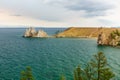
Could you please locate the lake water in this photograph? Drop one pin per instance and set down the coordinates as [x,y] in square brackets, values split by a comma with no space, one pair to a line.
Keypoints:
[49,57]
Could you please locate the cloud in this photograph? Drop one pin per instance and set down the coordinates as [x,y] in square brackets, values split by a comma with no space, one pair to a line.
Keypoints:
[17,15]
[90,7]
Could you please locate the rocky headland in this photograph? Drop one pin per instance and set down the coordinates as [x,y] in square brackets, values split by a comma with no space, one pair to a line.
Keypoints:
[31,32]
[105,36]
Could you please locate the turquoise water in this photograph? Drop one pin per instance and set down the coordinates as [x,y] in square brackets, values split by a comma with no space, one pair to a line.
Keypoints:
[49,57]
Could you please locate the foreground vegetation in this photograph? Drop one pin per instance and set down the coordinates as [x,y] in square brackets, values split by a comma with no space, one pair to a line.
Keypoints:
[96,69]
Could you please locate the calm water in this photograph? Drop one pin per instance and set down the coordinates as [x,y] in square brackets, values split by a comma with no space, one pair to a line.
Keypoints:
[50,57]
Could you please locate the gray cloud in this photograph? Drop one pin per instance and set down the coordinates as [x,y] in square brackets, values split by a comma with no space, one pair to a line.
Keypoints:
[90,7]
[17,15]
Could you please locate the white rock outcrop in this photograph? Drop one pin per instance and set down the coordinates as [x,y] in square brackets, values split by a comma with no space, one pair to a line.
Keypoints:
[31,32]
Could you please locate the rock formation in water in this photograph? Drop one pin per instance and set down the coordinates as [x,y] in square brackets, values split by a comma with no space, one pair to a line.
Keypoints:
[31,32]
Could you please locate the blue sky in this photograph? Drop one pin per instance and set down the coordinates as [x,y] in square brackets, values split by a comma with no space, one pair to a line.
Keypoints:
[60,13]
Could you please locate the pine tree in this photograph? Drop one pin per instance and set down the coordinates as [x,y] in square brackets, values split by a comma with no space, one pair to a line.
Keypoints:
[77,73]
[27,74]
[62,77]
[99,67]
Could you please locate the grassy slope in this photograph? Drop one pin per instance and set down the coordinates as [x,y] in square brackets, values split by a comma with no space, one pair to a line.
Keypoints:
[85,32]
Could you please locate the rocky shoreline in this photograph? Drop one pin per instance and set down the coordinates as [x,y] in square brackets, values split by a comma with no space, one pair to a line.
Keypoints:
[104,36]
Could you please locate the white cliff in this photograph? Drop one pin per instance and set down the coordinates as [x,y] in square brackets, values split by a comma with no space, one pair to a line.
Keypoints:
[31,32]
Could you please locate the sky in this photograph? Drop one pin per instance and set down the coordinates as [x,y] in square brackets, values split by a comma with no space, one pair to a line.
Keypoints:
[60,13]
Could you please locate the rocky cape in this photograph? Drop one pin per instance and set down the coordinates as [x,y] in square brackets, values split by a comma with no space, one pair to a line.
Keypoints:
[31,32]
[105,36]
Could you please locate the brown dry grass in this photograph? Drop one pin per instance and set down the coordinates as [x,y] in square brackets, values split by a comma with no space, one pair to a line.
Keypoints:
[85,32]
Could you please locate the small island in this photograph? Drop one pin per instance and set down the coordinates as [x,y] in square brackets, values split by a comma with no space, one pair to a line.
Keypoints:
[31,32]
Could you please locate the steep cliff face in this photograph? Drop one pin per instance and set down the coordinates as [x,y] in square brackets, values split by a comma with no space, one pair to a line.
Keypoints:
[112,39]
[31,32]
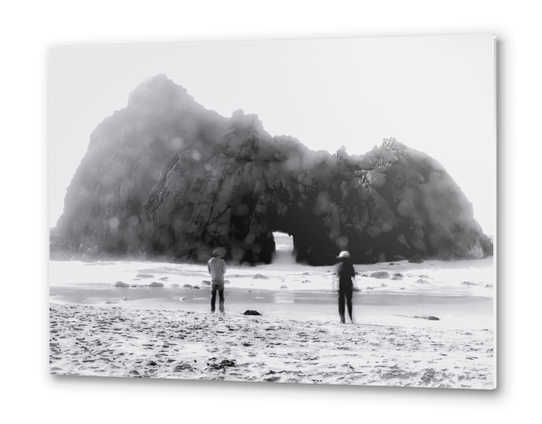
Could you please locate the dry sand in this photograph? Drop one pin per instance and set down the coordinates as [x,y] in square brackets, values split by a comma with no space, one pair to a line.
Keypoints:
[153,343]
——————————
What you have to do
Give all the records again, exactly, without images.

Exercise response
Could you please locate the lake water in this photograph? Drop one pin per instance and set down the coordinates as [x,y] in square brackets, values split by a comma with no space, one pair to a line.
Keypoints:
[49,57]
Could you please locate the cloud in this photograph? Drop one pin per instance and set down the coordinates as [x,y] in square brackets, values split by a comma with no space, one pair to a line.
Keypoints:
[17,15]
[90,7]
Could you please locate the rocky headland in this photograph? Drop one pin per instance and set down the coordinates as [x,y] in square brackets, values split by a comma with no space, one pair to a line.
Keypoints:
[31,32]
[105,36]
Could you please locate the turquoise water in this photograph? Drop one pin per instance and set down the coordinates as [x,y] in square brackets, values split by a comma with no space, one pair to a line.
Keypoints:
[49,57]
Could you please locate the foreground vegetation in this photograph? Drop one pin per instance and set down the coordinates as [x,y] in square brackets, values split by a comma with no space, one pair to a line.
Keypoints:
[96,69]
Could you please locate the calm water in this photograph? Drop one pin per instance and set down the coordinates as [x,y] in square brackets, values split by a comma with no space, one pair to a line.
Keypoints:
[50,57]
Could you please locate the gray cloud in this photograph? Drop one pin per instance and set down the coordinates as [x,y] in square brackets, values split by a comma with no space, one pair to a line.
Keypoints:
[90,7]
[17,15]
Could you please locate the white rock outcrop in this photograph? Drop one pin per instance and set down the coordinates as [x,y] in square brackets, values split by a comma with no space, one pair to a line.
Keypoints:
[31,32]
Could you please locate the rock formation in water in this photograph? Drop one pin per instance and set down the coordinates as [x,y] in square brackets, values split by a comma with no space, one pair to a line.
Keypoints:
[31,32]
Could you please locate the blue sky in this photograph? Drop one pin per instance and set down the coordinates as [x,y] in square brackets, values split by a comma with no space, one pair to a line.
Keypoints:
[60,13]
Could you please locate the pine tree in this photograph? Drop one pin per instance and set down the coordinates as [x,y] in square brackets, values split by a comma with no space, one pair to a line.
Keypoints:
[77,73]
[27,74]
[62,77]
[99,67]
Could you please locate the grassy slope in this photograph? Drop one pin per instance and set down the coordinates as [x,y] in square brackets, values split by a comma with no space, one pair to a line.
Keypoints:
[85,32]
Could you please locate the rocky shoreline in this photograph? Drop one pin per instance and set down the coordinates as [x,y] in square brackets, values split by a comma with no space, one pair to a line.
Keypoints:
[104,36]
Could you please locate the white cliff in this photograph? Drop one pin per instance and set down the coordinates as [x,y] in square brackets, values split by a comma with no space, one pair to a line.
Keypoints:
[31,32]
Could you please locate the sky in this photograph? Drop one pin per instance and set down the coordinates as [x,y] in square brackets, values split by a comma with no space, one pair to a line.
Keypoints:
[60,13]
Could you please locate the rocky cape in this photograph? Drop one pin per instance and set down the coordinates as [x,y] in square brackets, values split by a comma with no space, one pair to a line.
Keypoints:
[31,32]
[105,36]
Could you please locate the brown dry grass in this photograph? Drop one pin per instance and set down the coordinates as [x,y] in square brackets, values split by a comma with no space, one pair to a line.
Keypoints:
[85,32]
Could you please locate the small island in this photograph? Drop one pin per instance and set down the coordinates as [x,y] in square brackets, values split by a comma with no space, one pair to a line.
Keypoints:
[31,32]
Could you please locate the steep cliff face in this photograph? Drop one pin per instance and set down the coordinates as [x,y] in square brackets, values split by a comma with no space, one pair to a line.
Keypoints:
[112,39]
[31,32]
Could you please locate the dry sand in this photograph? Drop one pin per instance and set down the coordinates as [x,y] in square brackets, values split by a comma with no space, one pair to a line.
Keypoints:
[153,343]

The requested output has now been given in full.